# controlador de volumen para auriculares motorla semicasero..



## aguabba (Ene 4, 2008)

bueno estoy seguro de q tenga q ir aca este post...

el tema es asi... me vino con el celular un auricular manos libres MONO... y mi hna tenia otro auricular =... ambos son motorola originales...

con el tiempo se me ocurrio entre los 2 hacer uno q sea STEREO... osea... con 2 auriculares...

bueno probando y experimentando un poco logre hacerlo conectando como se ve en el esqema q ya pongo...

ahora necesitaria ponerle un controlador de volumen... dado q se escucha muy fuerte y por software no hay manera de bajarlo... ya porbe con varios de esos q cambian la config del cel y no hay caso

entonces encontre un viejo auricular q ya no funcionaba y le saque el potenciometro... esta adjuntado en la foto y les dibuje como tenia la conexion de los cables...

necesito q me digan como conectar los auriculares q uni yo al potenciometro... daod q no entiendo como funciona con 6 conectores!

**Tareas propuestas**
[A] Contesta estas preguntas sobre el mensaje de los auriculares Motorola:
(i) ¿De qué marca son los dos auriculares que usó?
(ii) ¿Por qué quiere ponerles un controlador de volumen?
(iii) ¿De dónde sacó el potenciómetro?
[B] Prosigue el mensaje de los auriculares Motorola desde su última oración.
Para lo que sigue no hace falta el material.

**Entradas listadas**
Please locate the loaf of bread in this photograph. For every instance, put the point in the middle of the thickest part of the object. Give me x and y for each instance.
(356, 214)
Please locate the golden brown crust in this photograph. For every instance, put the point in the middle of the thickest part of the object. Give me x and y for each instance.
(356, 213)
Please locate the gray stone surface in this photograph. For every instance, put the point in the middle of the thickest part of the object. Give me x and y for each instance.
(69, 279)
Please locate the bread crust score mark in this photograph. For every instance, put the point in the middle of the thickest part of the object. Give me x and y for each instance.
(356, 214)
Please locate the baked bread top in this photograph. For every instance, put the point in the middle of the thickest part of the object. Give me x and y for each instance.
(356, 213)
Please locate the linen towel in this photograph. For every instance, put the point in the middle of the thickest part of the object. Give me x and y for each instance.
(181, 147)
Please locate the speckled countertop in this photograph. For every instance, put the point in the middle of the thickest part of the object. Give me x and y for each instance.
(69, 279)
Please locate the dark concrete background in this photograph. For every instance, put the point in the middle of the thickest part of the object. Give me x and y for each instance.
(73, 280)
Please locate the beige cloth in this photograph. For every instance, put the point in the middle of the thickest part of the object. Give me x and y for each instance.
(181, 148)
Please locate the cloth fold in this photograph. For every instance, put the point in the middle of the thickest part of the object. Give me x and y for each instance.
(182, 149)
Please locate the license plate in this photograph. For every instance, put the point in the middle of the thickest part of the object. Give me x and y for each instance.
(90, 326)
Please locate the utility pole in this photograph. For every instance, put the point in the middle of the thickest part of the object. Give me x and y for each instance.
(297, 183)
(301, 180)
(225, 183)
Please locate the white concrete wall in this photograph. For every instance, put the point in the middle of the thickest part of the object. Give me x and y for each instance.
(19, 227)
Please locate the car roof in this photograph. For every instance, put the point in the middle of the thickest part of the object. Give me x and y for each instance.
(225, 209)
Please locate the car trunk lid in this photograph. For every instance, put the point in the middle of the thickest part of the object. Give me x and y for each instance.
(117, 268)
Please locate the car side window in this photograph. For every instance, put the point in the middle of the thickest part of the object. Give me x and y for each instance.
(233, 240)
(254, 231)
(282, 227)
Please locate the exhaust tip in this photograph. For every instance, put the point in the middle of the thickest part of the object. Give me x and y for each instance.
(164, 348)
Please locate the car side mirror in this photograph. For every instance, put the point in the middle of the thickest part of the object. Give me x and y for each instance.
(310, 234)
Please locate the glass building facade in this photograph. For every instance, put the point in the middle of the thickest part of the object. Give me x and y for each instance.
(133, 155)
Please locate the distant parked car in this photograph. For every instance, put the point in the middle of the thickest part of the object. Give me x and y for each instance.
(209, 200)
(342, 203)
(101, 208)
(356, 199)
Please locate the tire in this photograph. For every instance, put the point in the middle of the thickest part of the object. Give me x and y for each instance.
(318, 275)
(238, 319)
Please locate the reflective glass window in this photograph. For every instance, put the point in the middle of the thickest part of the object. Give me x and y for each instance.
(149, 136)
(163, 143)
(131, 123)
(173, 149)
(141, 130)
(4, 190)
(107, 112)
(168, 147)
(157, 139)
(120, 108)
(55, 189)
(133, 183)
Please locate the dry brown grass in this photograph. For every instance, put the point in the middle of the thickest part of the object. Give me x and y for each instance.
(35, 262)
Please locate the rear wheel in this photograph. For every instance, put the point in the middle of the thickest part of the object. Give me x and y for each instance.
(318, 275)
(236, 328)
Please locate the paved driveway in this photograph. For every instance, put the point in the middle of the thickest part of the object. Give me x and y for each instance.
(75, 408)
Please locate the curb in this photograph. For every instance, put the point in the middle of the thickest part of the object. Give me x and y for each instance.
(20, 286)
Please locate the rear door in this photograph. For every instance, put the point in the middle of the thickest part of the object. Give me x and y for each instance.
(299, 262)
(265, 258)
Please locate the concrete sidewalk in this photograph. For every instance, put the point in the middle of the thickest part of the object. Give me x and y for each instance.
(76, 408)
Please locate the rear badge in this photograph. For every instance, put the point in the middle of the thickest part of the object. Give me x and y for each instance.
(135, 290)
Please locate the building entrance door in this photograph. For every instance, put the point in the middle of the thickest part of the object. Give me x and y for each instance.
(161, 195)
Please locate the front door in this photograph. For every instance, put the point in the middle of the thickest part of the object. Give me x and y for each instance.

**Respuestas en orden**
[A]
(i) Son Motorola originales.
(ii) Porque se escuchan muy fuerte y no hay manera de bajar el volumen por software.
(iii) De un viejo auricular que ya no funcionaba.

[B]
explico un poco mas el esquema... del cable original simplemente pele los cables negro y blanco (en el esquema es el gris) y los conecte al otro auricular... con esos 2 cables se transmite el sonido supongo...
y tb debo conectar a los 2 todos los hilos q cubrian a los cables mas pequeños (en el esquema... es gris hecho con aerosol...)... de lo contrario... el auricular no es detectado por el cel...

estuve experimentando un poco tb... pero no encontre una forma de conectar q funcione correctamente.. 


bueno espero q puedan ayudarme...

desde ya muchas gracias...

busque en internet y en el foro pero no encontre nada sobre algun potenciometro asi...


----------



## aguabba (Ene 7, 2008)

hola gente...

alguien tiene idea como conectar un potencimetro de 6 contactos?


estaria muy agradecido!

saludos!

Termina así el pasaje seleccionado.